» **WORK INSTRUCTION A**
In the article on trimethylaminuria, how much money does Sandy say she spent?
» **WORK INSTRUCTION B**
List every person the article on trimethylaminuria mentions by name.

» **READING TEXT**
*** Begin section ***

It made for a humiliating childhood.
"I had an incident in middle school where a bunch of kids cornered me in the cafeteria and threw tuna fish sandwiches at me," Camille said.
When Camille got older, the insults continued. One of her first jobs was as a teller in a credit union.
"My supervisor would come by and spray my area with perfume, Lysol, and they put me in the drive-through section, which is separate from the rest of the teller area," Camille said.
Her social life was just as painful.
She dated on and off. If a man got too close to her, she says she felt like she had to let him go because he deserved better than her.
"I always thought, 'I'm a freak.' You start to see yourself as not quite human." Her life became more and more isolated -- she went out only when absolutely necessary.
She went to doctor after doctor, including specialists like internists and gynecologists. No one could help.
Just months after Camille started her dream teaching job, she quit under the strain. She thought about suicide.
"You feel incredibly helpless and hopeless. Tired of being ridiculed and feeling like a freak. So I'm going to take my life."
Fortunately, while in a deep depression, Camille found her answer on the Internet.
"All I did was type in 'fishy body odor,' then this one thing came up, trimethylaMinuria. They're saying that this chemical, trimethylamine, comes out of your body, and smells like dead fish."
Another computer click brought up the TMAU -- an acronym for the disorder -- Foundation.
Sandy, the organization's founder, also suffered from the disorder, and she didn't know it for years.
In fact, she remembers once calling the maintenance man to her New York City apartment to check her bathroom.
"It just smelled horribly. I thought maybe there was some kind of a problem with the sewer," Sandy said.
It wasn't the sewer, it was Sandy.
She didn't put two and two together until a co-worker explained why everyone was complaining about the bad smell in the office.
Sandy says her co-worker told her, "Sandy, I have to tell you that it's coming from you."
Her search for that elusive TMAU diagnosis took years and her life savings.
Sandy says she spent $27,000. She says she even had "eight different unnecessary and unwarranted surgeries."
Finally, a dentist suspected Sandy had TMAU, based on the smell of her breath, and sent her to Dr. George Preti of Philadelphia's Monell Chemical Senses Institute.
Preti is an expert in the rare genetic disorder, with only 600 documented patients in the world.

*** End section ***

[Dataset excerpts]
*** Begin section ***

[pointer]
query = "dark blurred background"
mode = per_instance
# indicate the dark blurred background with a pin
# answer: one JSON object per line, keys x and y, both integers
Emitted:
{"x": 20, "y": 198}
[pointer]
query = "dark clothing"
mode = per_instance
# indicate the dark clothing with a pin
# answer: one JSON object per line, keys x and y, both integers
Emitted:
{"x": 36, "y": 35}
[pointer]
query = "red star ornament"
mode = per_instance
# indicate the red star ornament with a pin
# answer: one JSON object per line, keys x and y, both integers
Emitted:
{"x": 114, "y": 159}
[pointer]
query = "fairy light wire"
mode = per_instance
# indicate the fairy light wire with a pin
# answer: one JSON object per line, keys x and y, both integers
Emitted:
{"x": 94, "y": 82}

*** End section ***

» **WRITTEN ANSWER A**
$27,000

» **WRITTEN ANSWER B**
Camille, Sandy, Dr. George Preti